**What to do:**
Work out how many lines in the listing below include the word "answer". Give nothing but the number.
(Extracted entries Opens)
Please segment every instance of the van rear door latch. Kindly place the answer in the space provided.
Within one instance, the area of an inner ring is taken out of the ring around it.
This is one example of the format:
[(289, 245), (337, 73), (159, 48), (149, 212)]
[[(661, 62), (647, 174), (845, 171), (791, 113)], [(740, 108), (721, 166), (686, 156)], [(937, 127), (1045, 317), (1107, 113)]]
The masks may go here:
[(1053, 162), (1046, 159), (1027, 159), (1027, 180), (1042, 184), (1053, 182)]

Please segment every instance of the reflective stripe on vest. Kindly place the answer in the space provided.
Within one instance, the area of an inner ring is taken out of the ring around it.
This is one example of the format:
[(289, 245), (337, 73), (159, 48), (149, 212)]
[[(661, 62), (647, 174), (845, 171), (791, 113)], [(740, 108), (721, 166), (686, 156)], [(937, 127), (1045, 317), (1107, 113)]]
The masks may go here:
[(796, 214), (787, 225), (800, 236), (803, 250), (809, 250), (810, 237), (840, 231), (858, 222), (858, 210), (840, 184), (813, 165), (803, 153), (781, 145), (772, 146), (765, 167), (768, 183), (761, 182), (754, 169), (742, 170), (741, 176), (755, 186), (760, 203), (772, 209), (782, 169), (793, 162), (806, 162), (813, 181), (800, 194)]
(Extracted entries Closes)
**Output:**
2